- **EXTRACTED INFORMATION**
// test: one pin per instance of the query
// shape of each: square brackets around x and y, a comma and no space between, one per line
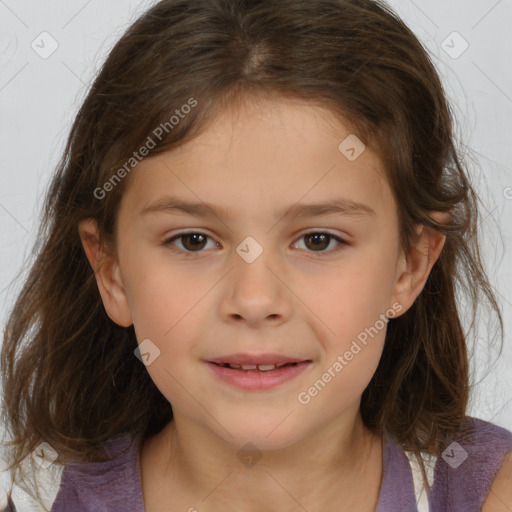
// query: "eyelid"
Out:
[340,239]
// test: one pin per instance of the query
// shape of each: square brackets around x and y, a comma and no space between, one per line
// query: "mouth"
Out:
[255,367]
[258,376]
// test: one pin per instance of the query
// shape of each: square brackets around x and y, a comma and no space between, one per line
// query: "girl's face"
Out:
[249,279]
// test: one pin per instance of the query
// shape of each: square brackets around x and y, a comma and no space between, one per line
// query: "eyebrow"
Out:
[339,206]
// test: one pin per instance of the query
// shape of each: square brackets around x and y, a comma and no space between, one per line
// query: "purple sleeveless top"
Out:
[462,476]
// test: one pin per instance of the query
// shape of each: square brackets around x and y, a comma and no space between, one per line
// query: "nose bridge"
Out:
[255,293]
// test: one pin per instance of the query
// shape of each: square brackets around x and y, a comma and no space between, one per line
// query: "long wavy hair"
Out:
[69,373]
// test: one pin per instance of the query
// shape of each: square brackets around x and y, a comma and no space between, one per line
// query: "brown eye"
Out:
[190,242]
[319,242]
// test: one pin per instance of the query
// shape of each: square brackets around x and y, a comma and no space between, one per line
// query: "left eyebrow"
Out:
[338,206]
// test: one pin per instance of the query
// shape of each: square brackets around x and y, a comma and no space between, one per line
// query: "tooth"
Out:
[266,367]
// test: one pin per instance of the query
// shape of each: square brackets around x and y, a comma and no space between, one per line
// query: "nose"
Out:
[256,293]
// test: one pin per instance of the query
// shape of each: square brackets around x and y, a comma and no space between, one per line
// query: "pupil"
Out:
[322,237]
[195,245]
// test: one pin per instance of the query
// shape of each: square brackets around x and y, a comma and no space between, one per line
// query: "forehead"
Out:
[263,154]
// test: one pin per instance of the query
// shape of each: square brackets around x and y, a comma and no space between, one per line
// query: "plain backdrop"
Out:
[51,50]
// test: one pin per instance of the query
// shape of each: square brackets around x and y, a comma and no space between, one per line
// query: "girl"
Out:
[246,296]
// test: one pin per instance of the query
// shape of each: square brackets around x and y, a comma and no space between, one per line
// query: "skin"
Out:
[293,299]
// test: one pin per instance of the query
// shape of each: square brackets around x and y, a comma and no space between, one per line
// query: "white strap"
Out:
[419,486]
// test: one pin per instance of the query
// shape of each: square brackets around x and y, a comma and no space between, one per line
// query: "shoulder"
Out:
[499,498]
[467,471]
[109,485]
[87,486]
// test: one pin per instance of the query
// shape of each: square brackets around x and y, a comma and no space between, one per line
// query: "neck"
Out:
[336,461]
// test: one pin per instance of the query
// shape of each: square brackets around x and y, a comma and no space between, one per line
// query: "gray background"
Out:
[40,94]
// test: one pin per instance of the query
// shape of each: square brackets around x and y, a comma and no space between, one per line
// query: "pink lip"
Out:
[254,380]
[256,359]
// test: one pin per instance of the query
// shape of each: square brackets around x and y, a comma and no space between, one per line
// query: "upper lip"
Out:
[256,359]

- **PROBLEM REQUIREMENTS**
Each record must be repeated exactly, and no picture may be carried over.

- **EXERCISE SOLUTION**
// test: one pin per instance of the query
// shape of each: square brackets around x and y, a comma and no space between, one per line
// query: "eyelid"
Out:
[340,239]
// test: one pin per instance of the query
// shape of each: square brackets around x and y, a comma and no space between, one per line
// query: "mouth"
Out:
[255,367]
[258,376]
// test: one pin per instance of the query
// shape of each: square brackets around x and y, a comma and no space between, one per line
// query: "girl's face"
Out:
[249,279]
// test: one pin per instance of the query
// shape of each: square brackets around x and y, a comma and no space between, one per line
// query: "eyebrow"
Out:
[339,206]
// test: one pin per instance of the query
// shape of each: square brackets around x and y, a comma and no space between, one per line
// query: "purple sleeveless top"
Out:
[462,476]
// test: one pin per instance of the query
// shape of each: square brackets around x and y, a comma and no space between, one per line
// query: "nose bridge"
Out:
[255,293]
// test: one pin per instance of the query
// shape of each: square brackets around x and y, a comma and no space between, one per line
// query: "long wavy hair"
Out:
[69,373]
// test: one pin per instance of the query
// shape of each: square brackets around x and y, a comma and no space between, one per line
// query: "brown eye"
Out:
[190,242]
[319,242]
// test: one pin per instance of the query
// shape of each: square brackets around x and y, a comma and no space between, one per line
// query: "left eyebrow"
Out:
[338,206]
// test: one pin per instance of the query
// shape of each: square brackets around x and y, a comma and no space between, one per line
// query: "tooth"
Out:
[266,367]
// test: one pin per instance of the query
// shape of each: square brackets around x and y, a comma and no space between, one per line
// query: "nose"
Out:
[256,293]
// test: one pin per instance of the query
// shape of each: square brackets around x and y, a comma and no space between, one per line
// query: "pupil"
Out:
[322,237]
[195,245]
// test: one pin per instance of the query
// shape of each: square brackets around x and y, a comma and no space between, one per line
// query: "forehead"
Out:
[263,154]
// test: one pin per instance of the query
// shape of each: square brackets around x and y, a comma and no space between, one per line
// query: "plain backdrop"
Out:
[51,50]
// test: one pin per instance of the query
// shape of each: square brackets around x and y, a comma and no space between, one per line
// query: "girl"
Out:
[246,296]
// test: one pin per instance of the query
// shape of each: square brackets around x and y, a comma and no space between, one per line
// query: "skin"
Out:
[293,299]
// test: one pin per instance of the query
// shape of each: square brackets around x and y, a comma and no space between, one per line
// query: "white strap"
Out:
[419,486]
// test: one pin per instance of the query
// shape of each: square brackets around x and y, a comma and no space between, one per line
// query: "shoulder"
Out:
[499,498]
[467,471]
[109,485]
[87,486]
// test: one pin per instance of the query
// shape of each: square brackets around x and y, a comma and no space between, one per line
// query: "neck"
Out:
[336,461]
// test: one pin per instance of the query
// shape of each: square brackets around x and y, a comma and no space between, one per line
// query: "gray background"
Out:
[40,94]
// test: one pin per instance of the query
// shape of each: square brackets around x and y, a comma and no space between, one per line
// query: "pink lip"
Out:
[254,380]
[256,359]
// test: one pin per instance of the query
// shape of each: square brackets around x and y, a comma and no space between, one per line
// query: "upper lip"
Out:
[256,359]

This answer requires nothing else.